◆ **Point-per-instance localization data**
------------------------------
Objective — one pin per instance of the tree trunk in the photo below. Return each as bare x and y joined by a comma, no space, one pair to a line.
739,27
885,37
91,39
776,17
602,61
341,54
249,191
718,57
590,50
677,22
------------------------------
Return the records given above in their entirety, word for word.

◆ **Problem solution**
Objective — one pin per instance of the tree trunk in the photo below. Return each as bare x and y joined by a comma, no space, one pair to a line.
739,27
885,37
91,39
776,17
602,61
341,54
249,191
718,57
590,50
677,22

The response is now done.